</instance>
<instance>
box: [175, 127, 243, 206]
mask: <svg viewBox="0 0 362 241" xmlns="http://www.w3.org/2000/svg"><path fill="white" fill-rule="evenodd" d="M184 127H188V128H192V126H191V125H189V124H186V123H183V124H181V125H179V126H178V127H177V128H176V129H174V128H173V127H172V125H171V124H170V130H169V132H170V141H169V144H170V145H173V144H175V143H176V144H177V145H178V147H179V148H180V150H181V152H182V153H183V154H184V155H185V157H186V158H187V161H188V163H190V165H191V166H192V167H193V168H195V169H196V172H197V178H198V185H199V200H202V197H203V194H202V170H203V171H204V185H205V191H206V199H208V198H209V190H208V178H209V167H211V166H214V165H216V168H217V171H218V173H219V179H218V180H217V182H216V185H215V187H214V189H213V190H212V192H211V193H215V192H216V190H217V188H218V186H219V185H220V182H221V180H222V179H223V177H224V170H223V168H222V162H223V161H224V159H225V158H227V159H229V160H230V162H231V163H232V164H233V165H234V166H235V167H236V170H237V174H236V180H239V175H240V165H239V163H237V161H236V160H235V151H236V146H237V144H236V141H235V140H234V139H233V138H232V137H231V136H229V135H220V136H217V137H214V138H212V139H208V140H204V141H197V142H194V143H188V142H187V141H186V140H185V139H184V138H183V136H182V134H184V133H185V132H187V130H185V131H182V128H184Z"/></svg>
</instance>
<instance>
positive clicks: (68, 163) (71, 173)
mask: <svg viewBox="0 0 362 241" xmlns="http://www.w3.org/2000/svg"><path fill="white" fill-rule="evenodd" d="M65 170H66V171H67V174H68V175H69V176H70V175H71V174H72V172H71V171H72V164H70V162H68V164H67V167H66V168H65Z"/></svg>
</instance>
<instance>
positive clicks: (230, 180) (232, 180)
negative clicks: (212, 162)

════════

Exercise aim: Reproduce the material. Keep every word as written.

Response for this exercise:
</instance>
<instance>
box: [175, 127, 243, 206]
mask: <svg viewBox="0 0 362 241" xmlns="http://www.w3.org/2000/svg"><path fill="white" fill-rule="evenodd" d="M184 127H188V128H192V126H191V125H189V124H186V123H183V124H181V125H179V126H178V127H177V128H176V129H174V128H173V127H172V125H171V124H170V130H169V132H170V141H169V144H170V145H173V144H175V143H176V144H177V145H178V147H179V148H180V150H181V152H182V153H183V154H184V155H185V157H186V158H187V161H188V163H190V165H191V166H192V167H193V168H195V169H196V172H197V178H198V185H199V200H202V197H203V194H202V170H203V171H204V185H205V191H206V199H208V198H209V190H208V178H209V167H211V166H214V165H216V168H217V171H218V173H219V179H218V180H217V182H216V185H215V187H214V189H213V190H212V192H211V193H215V192H216V190H217V188H218V186H219V185H220V182H221V180H222V179H223V177H224V170H223V168H222V162H223V161H224V159H225V158H227V159H229V160H230V162H231V163H232V164H233V165H234V166H235V167H236V170H237V174H236V180H239V175H240V165H239V163H237V161H236V160H235V151H236V146H237V144H236V141H235V140H234V139H233V138H232V137H231V136H229V135H220V136H217V137H214V138H212V139H208V140H204V141H197V142H194V143H188V142H187V141H186V140H185V139H184V138H183V136H182V134H184V133H185V132H187V130H185V131H182V128H184Z"/></svg>
</instance>
<instance>
positive clicks: (68, 163) (71, 173)
mask: <svg viewBox="0 0 362 241" xmlns="http://www.w3.org/2000/svg"><path fill="white" fill-rule="evenodd" d="M65 170H66V171H67V174H68V175H69V176H70V175H71V174H72V172H71V171H72V164H70V162H68V164H67V167H66V168H65Z"/></svg>
</instance>
<instance>
positive clicks: (230, 180) (232, 180)
negative clicks: (212, 162)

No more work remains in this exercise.